> **What is required**
Take the records underneath and set them down exactly.

> **Exercise data**
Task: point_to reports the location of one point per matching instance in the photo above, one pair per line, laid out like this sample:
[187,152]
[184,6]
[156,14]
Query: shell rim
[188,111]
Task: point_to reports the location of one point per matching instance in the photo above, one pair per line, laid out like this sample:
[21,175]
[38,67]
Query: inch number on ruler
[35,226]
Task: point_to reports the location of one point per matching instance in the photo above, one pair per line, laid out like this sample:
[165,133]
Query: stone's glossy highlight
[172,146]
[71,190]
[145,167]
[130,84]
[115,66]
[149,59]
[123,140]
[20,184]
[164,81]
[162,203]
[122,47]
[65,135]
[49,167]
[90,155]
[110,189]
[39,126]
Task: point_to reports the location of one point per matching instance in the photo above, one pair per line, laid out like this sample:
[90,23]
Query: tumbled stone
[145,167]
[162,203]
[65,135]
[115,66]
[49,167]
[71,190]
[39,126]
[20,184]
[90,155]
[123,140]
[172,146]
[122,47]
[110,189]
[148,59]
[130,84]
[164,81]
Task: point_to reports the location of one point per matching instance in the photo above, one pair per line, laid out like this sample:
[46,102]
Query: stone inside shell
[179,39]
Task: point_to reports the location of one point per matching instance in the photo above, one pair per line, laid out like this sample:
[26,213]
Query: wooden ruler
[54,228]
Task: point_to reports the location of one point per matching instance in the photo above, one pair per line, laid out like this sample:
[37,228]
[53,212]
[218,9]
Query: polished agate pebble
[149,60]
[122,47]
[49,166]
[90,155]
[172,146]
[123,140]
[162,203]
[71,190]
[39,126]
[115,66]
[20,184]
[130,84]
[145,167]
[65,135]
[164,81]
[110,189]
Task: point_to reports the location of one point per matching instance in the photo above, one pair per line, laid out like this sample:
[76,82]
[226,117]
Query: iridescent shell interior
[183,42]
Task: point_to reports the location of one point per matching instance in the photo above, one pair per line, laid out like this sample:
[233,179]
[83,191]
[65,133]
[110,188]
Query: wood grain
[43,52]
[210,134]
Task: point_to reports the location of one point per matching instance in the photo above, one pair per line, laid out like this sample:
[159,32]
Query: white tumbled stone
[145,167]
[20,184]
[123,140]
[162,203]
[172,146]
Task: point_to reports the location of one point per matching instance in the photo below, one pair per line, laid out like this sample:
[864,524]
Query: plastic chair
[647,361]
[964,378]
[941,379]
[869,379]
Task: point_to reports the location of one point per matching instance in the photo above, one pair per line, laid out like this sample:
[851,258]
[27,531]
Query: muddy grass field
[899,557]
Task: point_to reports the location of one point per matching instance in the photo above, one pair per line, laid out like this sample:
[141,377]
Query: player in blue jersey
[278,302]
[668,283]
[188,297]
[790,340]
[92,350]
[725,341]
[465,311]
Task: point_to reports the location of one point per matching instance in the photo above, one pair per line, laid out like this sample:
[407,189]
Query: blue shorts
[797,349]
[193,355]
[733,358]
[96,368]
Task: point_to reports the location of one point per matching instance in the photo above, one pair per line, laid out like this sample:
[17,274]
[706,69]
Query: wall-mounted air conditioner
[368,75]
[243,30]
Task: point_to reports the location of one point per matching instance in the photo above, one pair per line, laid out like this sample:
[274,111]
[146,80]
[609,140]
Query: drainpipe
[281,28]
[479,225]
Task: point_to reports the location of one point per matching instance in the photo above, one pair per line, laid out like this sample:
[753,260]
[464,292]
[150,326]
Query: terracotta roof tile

> **Answer for the task**
Task: point_to reports the location of one point per matching instance in the photo above, one pair per line, laid out like this sample:
[187,152]
[184,6]
[156,14]
Query: shell rim
[188,111]
Task: point_to reports the location of one point per matching instance in the photo above, one pair per line, laid out like this sample:
[21,175]
[38,67]
Query: inch number on ruler
[35,226]
Task: point_to reports the location of one point per matching instance in the photo above, one pair per line, laid out like this sample:
[165,133]
Query: stone's glossy highlight
[172,146]
[71,190]
[145,167]
[130,84]
[115,66]
[149,59]
[123,140]
[20,184]
[164,81]
[162,203]
[122,47]
[65,135]
[49,167]
[90,155]
[110,189]
[39,126]
Task: point_to reports the location of one point per matching instance in the photo above, one pair per line, laid out like this sample:
[90,23]
Query: tumbled stone
[145,167]
[162,203]
[65,135]
[115,66]
[49,167]
[71,190]
[39,126]
[20,184]
[90,155]
[123,140]
[172,146]
[122,47]
[110,189]
[148,59]
[130,84]
[164,81]
Task: point_to reports the location of one point per matching instance in the photo above, one pair per line, laid out like this sample:
[46,102]
Query: stone inside shell
[179,39]
Task: point_to reports the location of one point per matching instance in the photo above, one pair per line, laid out like this sample:
[26,213]
Query: wooden ruler
[54,228]
Task: point_to reports the location of one point per matching instance in the photo above, one pair per line, laid out like this sample:
[37,228]
[53,212]
[218,9]
Query: polished agate pebble
[149,60]
[122,47]
[49,166]
[90,155]
[172,146]
[123,140]
[162,203]
[71,190]
[39,126]
[115,66]
[20,184]
[130,84]
[145,167]
[65,135]
[164,81]
[110,189]
Task: point_to reports the location of one point per matching instance in the photo above, one pair per line, laid out like this sample:
[76,82]
[226,117]
Query: iridescent shell interior
[183,42]
Task: point_to reports the location of one point per matching instance in the photo above, one pair per line, laid out like this sample:
[233,179]
[83,191]
[65,133]
[110,188]
Query: wood grain
[43,52]
[210,134]
Task: point_to reports the location of one point per matching instance in the photo above, one pair per line, laid out like this sample:
[159,32]
Query: white tumbled stone
[145,167]
[20,184]
[123,140]
[162,203]
[172,146]
Task: point_to reports the location of one point per matching instance in the photo below, one pair per line, laid out like this sample:
[864,524]
Query: plastic chair
[647,361]
[964,378]
[941,379]
[869,379]
Task: point_to reports the location of one point per matching instance in the photo above, one pair per line, laid out like this sample:
[851,258]
[27,531]
Query: muddy grass field
[899,557]
Task: point_to reports the location of one point per matching instance in the photo above, one pair per line, laid out like this sample:
[141,377]
Query: player in blue jersey
[278,302]
[668,283]
[188,297]
[790,340]
[92,350]
[725,341]
[465,311]
Task: point_to reports the location of one point per matching instance in the photo above, one pair per line, laid out like this sample:
[407,189]
Query: blue shorts
[797,349]
[193,355]
[733,358]
[96,368]
Task: point_to reports the location of one point per matching instance in the photo above, one pair per line, laid out like this sample:
[17,274]
[706,69]
Query: wall-mounted air conditioner
[368,75]
[243,30]
Task: point_to reports the location of one point per matching instance in the photo above, one pair per line, laid out like this sample:
[274,111]
[146,80]
[609,140]
Query: drainpipe
[281,28]
[479,225]
Task: point_to reports the location of one point per matching instance in the photo above, one pair per line, laid out like this sample:
[753,260]
[464,292]
[150,326]
Query: terracotta roof tile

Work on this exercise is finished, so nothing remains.